# START OF Given information
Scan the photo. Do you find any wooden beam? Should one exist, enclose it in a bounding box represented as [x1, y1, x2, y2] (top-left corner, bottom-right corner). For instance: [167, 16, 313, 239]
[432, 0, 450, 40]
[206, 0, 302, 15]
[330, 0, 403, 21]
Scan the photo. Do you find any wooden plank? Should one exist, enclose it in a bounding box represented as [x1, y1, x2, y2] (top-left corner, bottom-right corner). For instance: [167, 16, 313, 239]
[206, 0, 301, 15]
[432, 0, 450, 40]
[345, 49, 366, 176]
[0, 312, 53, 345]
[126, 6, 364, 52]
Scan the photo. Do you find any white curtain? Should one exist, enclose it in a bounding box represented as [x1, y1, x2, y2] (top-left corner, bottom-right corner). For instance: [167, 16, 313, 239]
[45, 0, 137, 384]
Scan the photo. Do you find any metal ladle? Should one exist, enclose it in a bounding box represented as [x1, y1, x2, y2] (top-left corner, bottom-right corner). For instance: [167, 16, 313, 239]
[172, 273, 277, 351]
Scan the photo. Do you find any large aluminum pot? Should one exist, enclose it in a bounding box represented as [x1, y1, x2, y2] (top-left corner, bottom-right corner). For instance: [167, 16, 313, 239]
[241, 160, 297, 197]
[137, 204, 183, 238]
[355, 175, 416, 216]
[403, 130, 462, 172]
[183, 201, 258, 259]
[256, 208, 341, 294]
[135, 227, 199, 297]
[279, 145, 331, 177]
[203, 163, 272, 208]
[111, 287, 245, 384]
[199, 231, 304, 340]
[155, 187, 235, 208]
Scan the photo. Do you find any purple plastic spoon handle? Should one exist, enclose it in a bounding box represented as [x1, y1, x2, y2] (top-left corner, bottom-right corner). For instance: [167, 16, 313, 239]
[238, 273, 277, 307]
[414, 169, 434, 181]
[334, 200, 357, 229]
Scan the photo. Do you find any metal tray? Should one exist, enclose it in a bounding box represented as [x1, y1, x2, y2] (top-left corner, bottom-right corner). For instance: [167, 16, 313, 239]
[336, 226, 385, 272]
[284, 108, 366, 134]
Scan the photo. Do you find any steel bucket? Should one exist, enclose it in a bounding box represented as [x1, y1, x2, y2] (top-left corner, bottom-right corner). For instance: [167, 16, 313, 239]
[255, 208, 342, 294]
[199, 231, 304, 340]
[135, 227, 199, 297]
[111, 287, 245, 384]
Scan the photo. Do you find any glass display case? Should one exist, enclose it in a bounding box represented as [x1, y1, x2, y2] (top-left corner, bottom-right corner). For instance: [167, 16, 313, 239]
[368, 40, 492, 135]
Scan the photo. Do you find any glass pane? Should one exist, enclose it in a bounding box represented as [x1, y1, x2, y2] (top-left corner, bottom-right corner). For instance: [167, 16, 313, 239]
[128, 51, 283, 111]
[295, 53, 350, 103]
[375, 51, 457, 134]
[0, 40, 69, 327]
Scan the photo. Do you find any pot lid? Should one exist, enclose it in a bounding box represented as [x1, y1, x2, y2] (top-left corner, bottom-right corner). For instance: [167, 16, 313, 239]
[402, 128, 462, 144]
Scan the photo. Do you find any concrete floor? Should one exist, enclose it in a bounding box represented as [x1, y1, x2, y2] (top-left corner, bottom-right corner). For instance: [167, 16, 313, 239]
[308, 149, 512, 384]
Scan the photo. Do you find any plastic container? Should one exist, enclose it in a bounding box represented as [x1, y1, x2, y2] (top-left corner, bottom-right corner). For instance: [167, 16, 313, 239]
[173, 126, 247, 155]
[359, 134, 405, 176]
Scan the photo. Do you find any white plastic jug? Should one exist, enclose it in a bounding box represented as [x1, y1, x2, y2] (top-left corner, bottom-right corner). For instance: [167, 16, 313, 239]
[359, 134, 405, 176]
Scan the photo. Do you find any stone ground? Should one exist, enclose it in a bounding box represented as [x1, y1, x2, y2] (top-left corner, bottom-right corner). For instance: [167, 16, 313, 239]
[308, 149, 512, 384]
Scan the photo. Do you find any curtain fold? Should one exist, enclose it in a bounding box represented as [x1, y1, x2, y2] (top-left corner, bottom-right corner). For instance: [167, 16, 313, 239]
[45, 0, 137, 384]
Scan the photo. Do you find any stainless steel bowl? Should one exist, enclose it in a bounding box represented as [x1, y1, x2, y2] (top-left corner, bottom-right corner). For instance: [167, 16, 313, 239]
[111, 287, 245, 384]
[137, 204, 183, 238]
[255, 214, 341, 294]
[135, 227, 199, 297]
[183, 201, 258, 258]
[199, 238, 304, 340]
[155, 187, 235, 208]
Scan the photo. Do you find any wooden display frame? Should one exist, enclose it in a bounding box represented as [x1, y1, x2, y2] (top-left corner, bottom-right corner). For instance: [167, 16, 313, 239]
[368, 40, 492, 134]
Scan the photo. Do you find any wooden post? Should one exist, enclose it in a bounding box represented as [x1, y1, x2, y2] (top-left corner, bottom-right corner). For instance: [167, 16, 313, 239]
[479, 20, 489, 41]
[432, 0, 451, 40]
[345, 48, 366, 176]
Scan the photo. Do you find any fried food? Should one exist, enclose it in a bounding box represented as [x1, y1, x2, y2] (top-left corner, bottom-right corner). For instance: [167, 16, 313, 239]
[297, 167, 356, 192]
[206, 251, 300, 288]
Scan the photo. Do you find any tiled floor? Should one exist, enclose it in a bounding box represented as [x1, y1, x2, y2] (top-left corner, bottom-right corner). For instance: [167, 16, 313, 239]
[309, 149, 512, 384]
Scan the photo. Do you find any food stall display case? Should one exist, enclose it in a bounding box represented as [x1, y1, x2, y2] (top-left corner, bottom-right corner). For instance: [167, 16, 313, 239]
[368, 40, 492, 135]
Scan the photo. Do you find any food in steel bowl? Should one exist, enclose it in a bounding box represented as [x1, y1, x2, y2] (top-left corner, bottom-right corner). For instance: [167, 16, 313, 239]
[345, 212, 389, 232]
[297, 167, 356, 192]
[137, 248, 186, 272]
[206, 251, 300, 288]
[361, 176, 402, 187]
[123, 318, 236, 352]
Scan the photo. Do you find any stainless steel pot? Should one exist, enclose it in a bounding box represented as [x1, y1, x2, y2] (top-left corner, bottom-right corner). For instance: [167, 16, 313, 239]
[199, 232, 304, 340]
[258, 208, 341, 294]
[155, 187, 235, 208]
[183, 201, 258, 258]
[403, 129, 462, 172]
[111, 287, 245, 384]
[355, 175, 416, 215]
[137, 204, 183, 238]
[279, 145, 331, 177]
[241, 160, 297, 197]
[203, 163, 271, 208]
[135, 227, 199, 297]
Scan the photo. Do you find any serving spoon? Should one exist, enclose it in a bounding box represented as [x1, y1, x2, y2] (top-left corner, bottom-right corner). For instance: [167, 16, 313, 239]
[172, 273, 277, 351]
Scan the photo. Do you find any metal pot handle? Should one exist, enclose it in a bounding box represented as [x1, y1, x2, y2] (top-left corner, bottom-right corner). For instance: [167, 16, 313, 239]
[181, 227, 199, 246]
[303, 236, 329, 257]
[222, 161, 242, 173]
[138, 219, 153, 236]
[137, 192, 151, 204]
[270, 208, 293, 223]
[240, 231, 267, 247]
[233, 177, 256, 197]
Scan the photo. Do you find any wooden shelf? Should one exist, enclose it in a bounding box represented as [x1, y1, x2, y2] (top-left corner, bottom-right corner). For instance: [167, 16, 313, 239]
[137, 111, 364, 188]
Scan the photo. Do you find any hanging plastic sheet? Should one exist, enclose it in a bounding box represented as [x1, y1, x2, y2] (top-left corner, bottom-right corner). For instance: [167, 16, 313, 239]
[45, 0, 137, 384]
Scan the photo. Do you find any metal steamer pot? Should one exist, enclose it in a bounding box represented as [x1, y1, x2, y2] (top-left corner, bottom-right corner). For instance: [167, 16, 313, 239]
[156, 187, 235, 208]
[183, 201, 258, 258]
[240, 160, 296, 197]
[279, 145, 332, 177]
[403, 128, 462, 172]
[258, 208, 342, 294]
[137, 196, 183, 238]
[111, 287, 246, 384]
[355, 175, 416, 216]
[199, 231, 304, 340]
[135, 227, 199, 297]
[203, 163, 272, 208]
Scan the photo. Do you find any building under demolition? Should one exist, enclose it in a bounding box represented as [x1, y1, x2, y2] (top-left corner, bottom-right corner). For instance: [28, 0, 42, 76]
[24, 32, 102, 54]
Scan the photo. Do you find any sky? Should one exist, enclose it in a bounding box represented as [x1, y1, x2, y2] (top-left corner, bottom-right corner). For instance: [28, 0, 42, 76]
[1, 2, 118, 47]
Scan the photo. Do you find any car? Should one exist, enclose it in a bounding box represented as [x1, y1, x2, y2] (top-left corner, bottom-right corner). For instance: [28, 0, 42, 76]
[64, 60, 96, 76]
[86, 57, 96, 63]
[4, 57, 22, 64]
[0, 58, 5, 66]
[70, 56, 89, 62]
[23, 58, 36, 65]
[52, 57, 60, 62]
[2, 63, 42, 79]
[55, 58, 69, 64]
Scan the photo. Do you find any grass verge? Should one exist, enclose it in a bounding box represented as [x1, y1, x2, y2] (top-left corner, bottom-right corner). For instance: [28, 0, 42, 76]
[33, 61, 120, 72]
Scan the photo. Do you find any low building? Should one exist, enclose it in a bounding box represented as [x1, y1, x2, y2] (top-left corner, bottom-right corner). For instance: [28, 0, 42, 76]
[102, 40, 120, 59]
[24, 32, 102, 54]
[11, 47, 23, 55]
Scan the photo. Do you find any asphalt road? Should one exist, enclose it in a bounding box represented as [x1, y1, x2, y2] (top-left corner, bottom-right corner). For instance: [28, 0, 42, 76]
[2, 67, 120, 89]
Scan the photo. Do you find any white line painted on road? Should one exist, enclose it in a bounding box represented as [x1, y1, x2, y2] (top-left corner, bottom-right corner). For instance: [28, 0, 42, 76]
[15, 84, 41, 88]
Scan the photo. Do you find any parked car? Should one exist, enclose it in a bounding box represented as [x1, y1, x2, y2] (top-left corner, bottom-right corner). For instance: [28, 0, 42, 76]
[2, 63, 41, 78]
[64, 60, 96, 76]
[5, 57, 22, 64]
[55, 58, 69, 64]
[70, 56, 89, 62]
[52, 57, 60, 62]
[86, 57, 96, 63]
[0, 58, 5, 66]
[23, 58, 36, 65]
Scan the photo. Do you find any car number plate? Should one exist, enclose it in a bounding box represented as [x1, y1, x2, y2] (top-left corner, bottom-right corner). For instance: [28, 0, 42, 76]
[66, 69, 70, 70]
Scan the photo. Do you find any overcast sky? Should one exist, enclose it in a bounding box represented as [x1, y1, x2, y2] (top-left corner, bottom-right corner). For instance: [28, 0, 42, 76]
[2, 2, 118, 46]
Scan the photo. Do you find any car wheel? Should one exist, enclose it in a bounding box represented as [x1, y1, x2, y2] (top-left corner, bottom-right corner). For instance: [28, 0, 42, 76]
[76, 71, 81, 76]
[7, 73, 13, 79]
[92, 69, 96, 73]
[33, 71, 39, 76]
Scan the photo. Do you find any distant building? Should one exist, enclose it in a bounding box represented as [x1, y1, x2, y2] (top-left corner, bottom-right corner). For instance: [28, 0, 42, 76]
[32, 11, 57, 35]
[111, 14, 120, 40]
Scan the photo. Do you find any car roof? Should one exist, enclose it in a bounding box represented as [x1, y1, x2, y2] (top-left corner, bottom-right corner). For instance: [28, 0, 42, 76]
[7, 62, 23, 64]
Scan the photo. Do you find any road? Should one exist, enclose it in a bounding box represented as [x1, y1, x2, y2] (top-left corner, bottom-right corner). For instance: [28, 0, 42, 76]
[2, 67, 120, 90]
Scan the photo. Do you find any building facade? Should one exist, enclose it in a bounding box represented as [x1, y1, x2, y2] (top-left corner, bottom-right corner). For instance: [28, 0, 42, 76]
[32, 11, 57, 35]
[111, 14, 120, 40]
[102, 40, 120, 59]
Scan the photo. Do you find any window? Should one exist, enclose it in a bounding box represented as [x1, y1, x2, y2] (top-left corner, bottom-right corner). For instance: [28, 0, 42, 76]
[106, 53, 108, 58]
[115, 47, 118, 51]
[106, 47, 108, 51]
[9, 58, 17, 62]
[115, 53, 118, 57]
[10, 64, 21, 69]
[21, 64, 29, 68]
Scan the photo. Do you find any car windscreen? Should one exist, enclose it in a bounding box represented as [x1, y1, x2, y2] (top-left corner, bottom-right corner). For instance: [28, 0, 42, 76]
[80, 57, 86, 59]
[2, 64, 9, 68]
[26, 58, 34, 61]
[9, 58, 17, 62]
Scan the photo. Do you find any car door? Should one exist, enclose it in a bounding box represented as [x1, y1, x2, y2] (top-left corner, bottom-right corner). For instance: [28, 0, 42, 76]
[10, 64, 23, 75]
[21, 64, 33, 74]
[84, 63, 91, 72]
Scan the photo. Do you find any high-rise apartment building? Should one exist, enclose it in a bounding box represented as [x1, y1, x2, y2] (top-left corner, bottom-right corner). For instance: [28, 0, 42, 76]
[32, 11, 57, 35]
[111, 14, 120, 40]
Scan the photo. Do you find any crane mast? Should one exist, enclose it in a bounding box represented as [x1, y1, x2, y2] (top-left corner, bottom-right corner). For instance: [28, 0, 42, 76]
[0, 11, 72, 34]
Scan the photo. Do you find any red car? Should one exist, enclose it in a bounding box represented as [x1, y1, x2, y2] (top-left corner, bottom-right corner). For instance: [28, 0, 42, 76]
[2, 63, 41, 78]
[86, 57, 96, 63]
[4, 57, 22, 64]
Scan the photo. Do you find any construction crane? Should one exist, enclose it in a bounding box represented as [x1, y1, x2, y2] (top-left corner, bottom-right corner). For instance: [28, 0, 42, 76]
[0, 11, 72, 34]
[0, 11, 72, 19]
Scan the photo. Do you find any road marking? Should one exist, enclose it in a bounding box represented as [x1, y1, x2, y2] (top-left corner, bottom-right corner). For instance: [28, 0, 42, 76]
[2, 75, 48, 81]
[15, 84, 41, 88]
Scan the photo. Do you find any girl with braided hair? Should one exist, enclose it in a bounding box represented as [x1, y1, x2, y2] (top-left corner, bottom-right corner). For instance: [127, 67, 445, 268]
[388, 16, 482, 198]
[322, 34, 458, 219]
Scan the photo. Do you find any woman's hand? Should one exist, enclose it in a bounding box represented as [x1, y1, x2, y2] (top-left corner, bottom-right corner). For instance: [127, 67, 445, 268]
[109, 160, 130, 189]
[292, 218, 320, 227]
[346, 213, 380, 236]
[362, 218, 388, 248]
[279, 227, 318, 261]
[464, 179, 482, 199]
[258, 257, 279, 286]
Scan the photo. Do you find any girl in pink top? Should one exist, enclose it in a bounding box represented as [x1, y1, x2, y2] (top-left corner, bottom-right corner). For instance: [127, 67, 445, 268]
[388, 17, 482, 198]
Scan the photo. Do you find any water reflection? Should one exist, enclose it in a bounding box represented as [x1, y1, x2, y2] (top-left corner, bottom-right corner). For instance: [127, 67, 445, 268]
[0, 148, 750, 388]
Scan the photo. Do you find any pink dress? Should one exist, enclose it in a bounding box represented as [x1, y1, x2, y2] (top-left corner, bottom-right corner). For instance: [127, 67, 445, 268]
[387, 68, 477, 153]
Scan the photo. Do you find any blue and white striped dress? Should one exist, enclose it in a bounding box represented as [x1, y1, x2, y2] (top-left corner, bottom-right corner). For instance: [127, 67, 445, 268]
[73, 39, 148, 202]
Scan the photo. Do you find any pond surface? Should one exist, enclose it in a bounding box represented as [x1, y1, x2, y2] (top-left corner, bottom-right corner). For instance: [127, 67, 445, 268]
# END OF Given information
» To do:
Render the listing from the line with "Scan the photo. Do you find any low" to the line with "[2, 67, 120, 89]", both ends included, as a JSON list of strings with one string per line and blank lines omitted.

» Written response:
[
  "Scan the photo. Do you find any low building? Should one exist, enclose it in a bounding box represented as [x1, y1, x2, y2] (top-left corner, bottom-right corner). For instance: [28, 0, 42, 76]",
  "[102, 40, 120, 59]",
  "[24, 32, 102, 54]",
  "[11, 47, 23, 55]",
  "Scan the photo. Do you find any asphalt road? Should one exist, enclose it in a bounding box represented as [x1, y1, x2, y2] (top-left corner, bottom-right corner). For instance: [28, 0, 42, 76]",
  "[2, 67, 120, 89]"
]